**PÁGINA**

En Guatemala, Estados Unidos apoyó regímenes sucesivos en guerras genocidas contra su mayoría indígena maya. Para colmo, el cambio climático, que Estados Unidos ha causado en mucha mayor proporción que cualquier otra nación (y quizás sea quien menos ha hecho
para prevenir o mitigar), ha conseguido que la agricultura de
subsistencia sea cada vez más difícil de mantener en muchas partes de
América Central.
Las acciones de Estados Unidos tienen consecuencias en Centroamérica
Los
académicos que estudian la migración hablan de dos explicaciones clave
de por qué los seres humanos abandonan sus hogares y migran: factores de
“atracción” y factores de “presión”. Los factores de atracción
incluirían la seducción de un nuevo lugar, las oportunidades económicas y
educativas, las libertades religiosas y políticas y la presencia allí
de familiares, amigos o miembros de la comunidad de su país de origen.
Los factores de presión que expulsan a las personas de sus hogares
incluyen la guerra, el narcotráfico, la violencia política, comunitaria o
sexual, el hambre y la sequía, la degradación ambiental y el cambio
climático y la simple pobreza, devoradora de almas.

**LISTA DE TAREAS**
1: Según el texto sobre la migración en Centroamérica, ¿cuáles son las dos explicaciones clave con las que los académicos analizan por qué las personas abandonan sus hogares?
2: Continúa el texto sobre la migración en Centroamérica a partir de su última oración.
El material no guarda relación con el texto sobre la migración en Centroamérica.

**MATERIAL DE ORIGEN**

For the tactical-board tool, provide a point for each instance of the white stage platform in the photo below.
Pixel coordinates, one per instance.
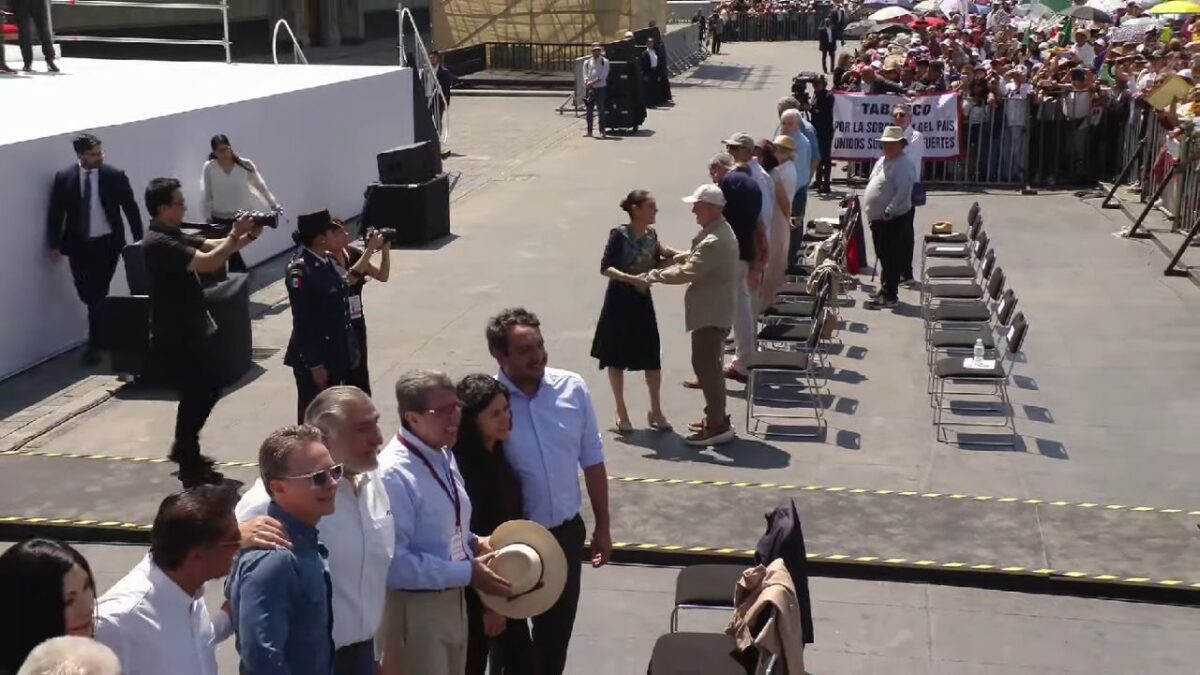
(313, 131)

**RESPUESTAS**
1: Los factores de “atracción” y los factores de “presión”.

2:
El
derecho internacional exige que algunos, pero no todos, los factores de
presión puedan conferir el estatus de “refugiado” a los migrantes,
permitiéndoles solicitar asilo en otros países. Esta área del derecho
humanitario data del final de la II Guerra Mundial, una época en la que
millones de europeos se convirtieron en desplazados, lo que obligó al
mundo a adaptarse a flujos enormes de humanidad. La Convención de
Ginebra de 1951 define
a un refugiado como cualquier persona que tenga “un temor fundado de
ser perseguido por razones de raza, religión, nacionalidad, pertenencia a
un grupo social u opinión política en particular, esté fuera del país
de su nacionalidad y no pueda, debido a tal temor, acogerse a la
protección de ese país...”
Casi tres
cuartos de siglo después, esa definición legal aún subyace teóricamente
en la política estadounidense hacia los refugiados, pero este país ha
acogido siempre a unos refugiados y a otros no . En la década de 1980,
por ejemplo, los salvadoreños que huían de los escuadrones de la muerte
apoyados por Estados Unidos casi no tenían esperanzas de obtener asilo
aquí. Sin embargo , las personas que salían de la isla comunista de Cuba
solo tenían que poner un pie en territorio estadounidense para recibir asilo de forma casi automática.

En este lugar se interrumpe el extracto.